Start of Record extracts

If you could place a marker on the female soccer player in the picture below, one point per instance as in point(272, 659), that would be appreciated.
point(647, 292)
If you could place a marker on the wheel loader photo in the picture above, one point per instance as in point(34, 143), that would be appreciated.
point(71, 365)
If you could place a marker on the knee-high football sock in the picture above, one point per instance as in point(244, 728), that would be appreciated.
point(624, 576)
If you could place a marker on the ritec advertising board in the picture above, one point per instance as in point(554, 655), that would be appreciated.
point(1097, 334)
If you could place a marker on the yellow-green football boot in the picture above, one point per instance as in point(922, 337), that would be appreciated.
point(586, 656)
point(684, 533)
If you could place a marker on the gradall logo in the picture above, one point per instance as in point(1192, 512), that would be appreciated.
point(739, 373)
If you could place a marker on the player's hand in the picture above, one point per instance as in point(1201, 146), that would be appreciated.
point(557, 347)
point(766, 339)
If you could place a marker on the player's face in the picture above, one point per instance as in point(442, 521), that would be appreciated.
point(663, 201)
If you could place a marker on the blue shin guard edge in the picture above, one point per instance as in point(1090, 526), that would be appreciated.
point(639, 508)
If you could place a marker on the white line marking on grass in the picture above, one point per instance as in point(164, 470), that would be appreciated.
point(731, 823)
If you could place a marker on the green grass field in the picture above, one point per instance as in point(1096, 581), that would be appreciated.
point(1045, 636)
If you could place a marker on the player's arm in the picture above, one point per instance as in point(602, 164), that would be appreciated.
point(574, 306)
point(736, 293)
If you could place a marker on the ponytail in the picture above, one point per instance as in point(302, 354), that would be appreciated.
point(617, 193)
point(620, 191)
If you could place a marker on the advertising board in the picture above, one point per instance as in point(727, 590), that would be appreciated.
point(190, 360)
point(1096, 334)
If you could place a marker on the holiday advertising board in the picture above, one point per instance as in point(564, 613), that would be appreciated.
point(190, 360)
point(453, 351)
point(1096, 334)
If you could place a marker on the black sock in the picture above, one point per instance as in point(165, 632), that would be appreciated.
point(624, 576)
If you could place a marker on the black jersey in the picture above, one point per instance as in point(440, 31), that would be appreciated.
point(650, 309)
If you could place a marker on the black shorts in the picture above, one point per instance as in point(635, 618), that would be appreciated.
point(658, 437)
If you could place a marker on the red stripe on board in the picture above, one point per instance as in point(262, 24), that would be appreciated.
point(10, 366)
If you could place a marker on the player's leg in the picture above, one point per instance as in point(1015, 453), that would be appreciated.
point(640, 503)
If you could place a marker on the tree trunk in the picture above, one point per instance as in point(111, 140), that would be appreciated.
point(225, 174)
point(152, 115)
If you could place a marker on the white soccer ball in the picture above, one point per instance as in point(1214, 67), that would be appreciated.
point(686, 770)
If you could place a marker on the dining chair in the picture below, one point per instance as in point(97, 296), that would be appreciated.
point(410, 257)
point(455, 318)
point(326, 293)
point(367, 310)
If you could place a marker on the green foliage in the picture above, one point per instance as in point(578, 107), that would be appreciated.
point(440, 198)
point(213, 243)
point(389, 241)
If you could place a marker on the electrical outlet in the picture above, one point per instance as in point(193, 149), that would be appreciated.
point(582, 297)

End of Record extracts

## [Activity]
The line containing "If you could place a marker on the green foliage" marks the start. Reproduce it and all lines after it through the end of the listing, exactly and alone.

## [Exercise response]
If you could place a marker on the green foliage in the picture above, one point per instance as in point(578, 107), that would be appreciated.
point(440, 198)
point(213, 243)
point(389, 241)
If you could place a marker on the electrical outlet in the picture above, one point per instance as in point(193, 149), that would be appreciated.
point(582, 297)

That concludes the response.